* [Selected text]
- - -
In [6]:
!pip install --quiet  datasets #to access race dataset
!pip install --quiet pyarrow   #to deal with parquet files for saving dataset if required
!pip install --quiet  tqdm     #for progress bars
!pip install --quiet transformers # for t5 model
!pip install --quiet tokenizers  #tokenizers from HuggingFace
!pip install --quiet sentencepiece #subword tokenizer used by T5
!pip install --quiet pytorch-lightning # pytorch wrapper
!pip install --quiet torchtext # text utilities

In [7]:
#imports
import pandas as pd
import torch
from tqdm import tqdm
from datasets import load_dataset
from torch.utils.data import Dataset, DataLoader
from pprint import pprint
import copy

In [8]:
device  = 'cuda' if torch.cuda.is_available() else "cpu"

In [9]:
pd.options.display.max_rows , pd.options.display.max_columns  = 100,100

In [10]:
def create_pandas_dataset(data,
                          answer_threshold=512,
                          verbose = False):

  ''' Create a Pandas Dataframe from hugging face dataset.
  Params:
        answer_threshold: Only consider those Question Answer pairs where the Answer is short.
  '''
  count_long ,count_short = 0 , 0
  result_df  = pd.DataFrame(columns = ['context', 'question','answer'])
  for index,val in enumerate(tqdm(data)):
      passage = val['article']
      question = val['question']
      ans = val['answer']
      answer = val['options'][ord(ans)-65]
      no_of_words = len(answer.split())
      if no_of_words >= answer_threshold:
          count_long = count_long + 1
          continue
      else:
          result_df.loc[count_short] = [passage] +[question] + [answer]
          count_short = count_short + 1
  if verbose:
    return (result_df,
            count_long,
            count_short)
  else:
    return result_df

In [11]:
train_dataset = load_dataset('race','high', split='train')
valid_dataset = load_dataset('race', 'high', split='validation')
print(f"Total Train Samples:{len(train_dataset)} , Total Validation Samples:{len(valid_dataset)}")
- - -
* [Information supplied]
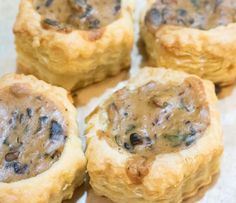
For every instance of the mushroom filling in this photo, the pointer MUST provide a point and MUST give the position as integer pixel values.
(157, 118)
(32, 134)
(65, 15)
(200, 14)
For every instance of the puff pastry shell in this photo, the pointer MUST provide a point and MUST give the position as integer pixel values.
(59, 181)
(173, 177)
(206, 53)
(75, 59)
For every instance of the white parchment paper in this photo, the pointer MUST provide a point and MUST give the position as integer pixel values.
(224, 190)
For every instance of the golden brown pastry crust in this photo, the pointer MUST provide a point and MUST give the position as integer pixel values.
(206, 53)
(172, 177)
(60, 180)
(77, 58)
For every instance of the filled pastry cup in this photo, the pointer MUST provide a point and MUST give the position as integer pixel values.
(158, 139)
(74, 43)
(40, 150)
(194, 36)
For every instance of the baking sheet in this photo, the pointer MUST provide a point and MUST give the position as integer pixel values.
(224, 188)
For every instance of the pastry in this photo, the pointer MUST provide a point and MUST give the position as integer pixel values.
(158, 139)
(41, 156)
(73, 43)
(194, 36)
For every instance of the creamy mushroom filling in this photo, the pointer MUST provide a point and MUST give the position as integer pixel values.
(65, 15)
(32, 133)
(200, 14)
(157, 118)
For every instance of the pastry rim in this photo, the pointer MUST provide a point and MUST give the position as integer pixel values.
(111, 165)
(59, 181)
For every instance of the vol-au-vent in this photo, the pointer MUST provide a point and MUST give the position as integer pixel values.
(149, 141)
(33, 136)
(197, 37)
(74, 43)
(40, 149)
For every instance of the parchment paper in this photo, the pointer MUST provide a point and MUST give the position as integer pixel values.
(224, 188)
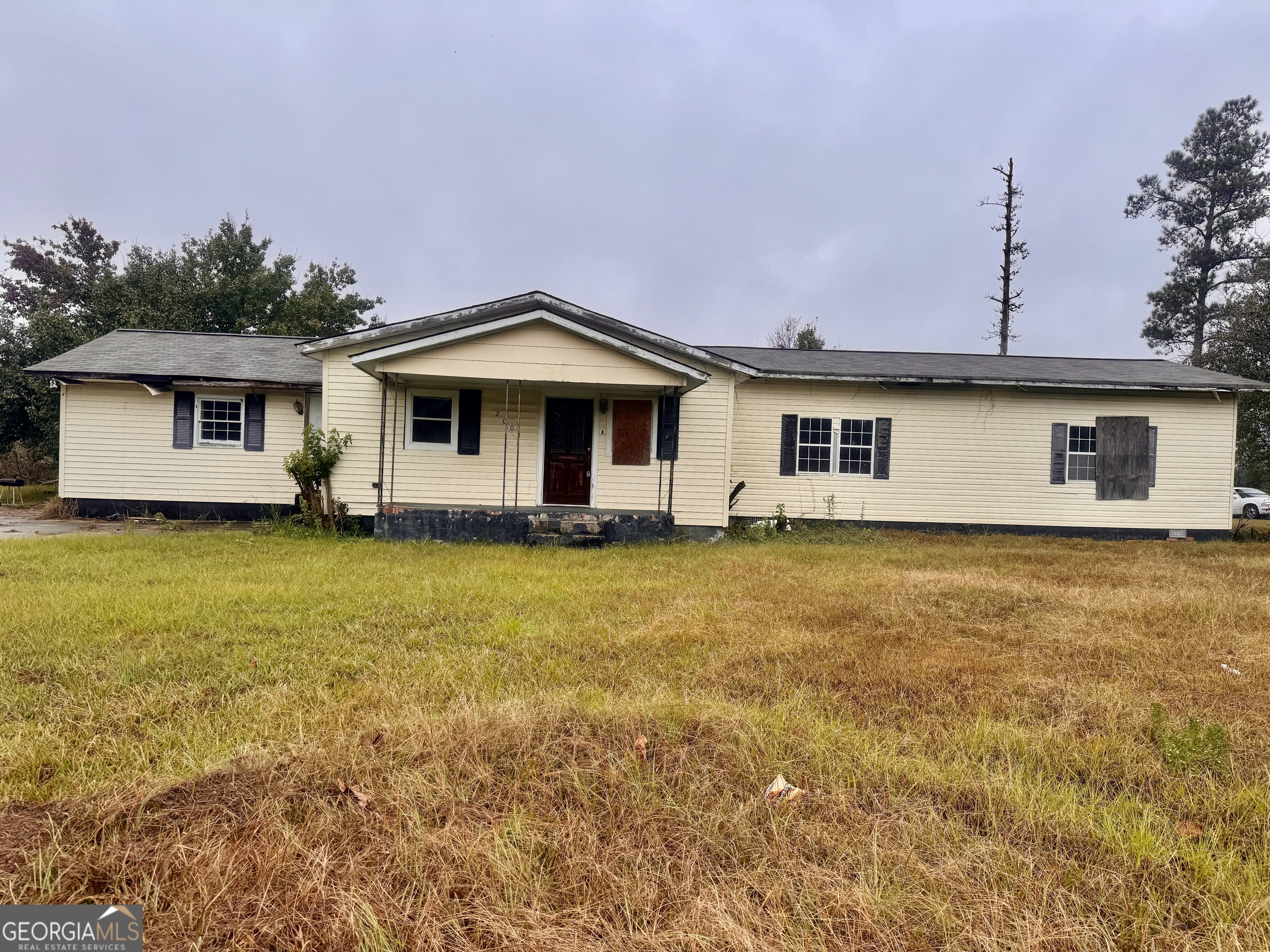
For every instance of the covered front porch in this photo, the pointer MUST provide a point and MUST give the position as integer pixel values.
(578, 448)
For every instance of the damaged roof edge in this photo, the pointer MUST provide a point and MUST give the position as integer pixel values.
(992, 383)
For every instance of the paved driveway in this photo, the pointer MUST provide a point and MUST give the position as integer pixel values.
(22, 524)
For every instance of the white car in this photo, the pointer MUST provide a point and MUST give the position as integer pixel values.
(1250, 503)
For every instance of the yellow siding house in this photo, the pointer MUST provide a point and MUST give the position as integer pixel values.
(531, 419)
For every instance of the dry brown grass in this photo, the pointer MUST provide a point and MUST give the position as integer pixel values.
(969, 715)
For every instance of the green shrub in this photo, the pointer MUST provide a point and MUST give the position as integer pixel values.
(1198, 748)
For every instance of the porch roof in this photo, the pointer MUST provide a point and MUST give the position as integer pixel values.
(535, 301)
(537, 347)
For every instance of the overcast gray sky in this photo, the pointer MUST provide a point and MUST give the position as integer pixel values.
(702, 169)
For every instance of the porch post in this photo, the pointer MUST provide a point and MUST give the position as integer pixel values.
(384, 419)
(675, 452)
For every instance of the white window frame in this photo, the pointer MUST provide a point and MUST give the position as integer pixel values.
(453, 395)
(1071, 454)
(799, 445)
(839, 445)
(198, 421)
(606, 424)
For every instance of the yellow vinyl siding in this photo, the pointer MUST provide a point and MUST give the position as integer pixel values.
(700, 473)
(116, 443)
(982, 456)
(537, 352)
(351, 402)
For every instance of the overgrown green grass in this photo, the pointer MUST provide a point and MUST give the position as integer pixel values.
(971, 715)
(29, 495)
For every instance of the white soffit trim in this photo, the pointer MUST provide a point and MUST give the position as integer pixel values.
(366, 359)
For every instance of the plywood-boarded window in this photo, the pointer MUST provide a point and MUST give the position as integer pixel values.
(1124, 457)
(633, 432)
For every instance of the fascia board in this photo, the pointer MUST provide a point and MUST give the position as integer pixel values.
(988, 383)
(479, 331)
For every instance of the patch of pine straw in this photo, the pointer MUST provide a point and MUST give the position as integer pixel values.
(968, 715)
- - -
* [Problem description] In the RACE dataset code, rename "passage" to "article_text" throughout the part from "for index,val in" to "no_of_words = len(answer.split())", and give that part again.

* [Output]
for index,val in enumerate(tqdm(data)):
      article_text = val['article']
      question = val['question']
      ans = val['answer']
      answer = val['options'][ord(ans)-65]
      no_of_words = len(answer.split())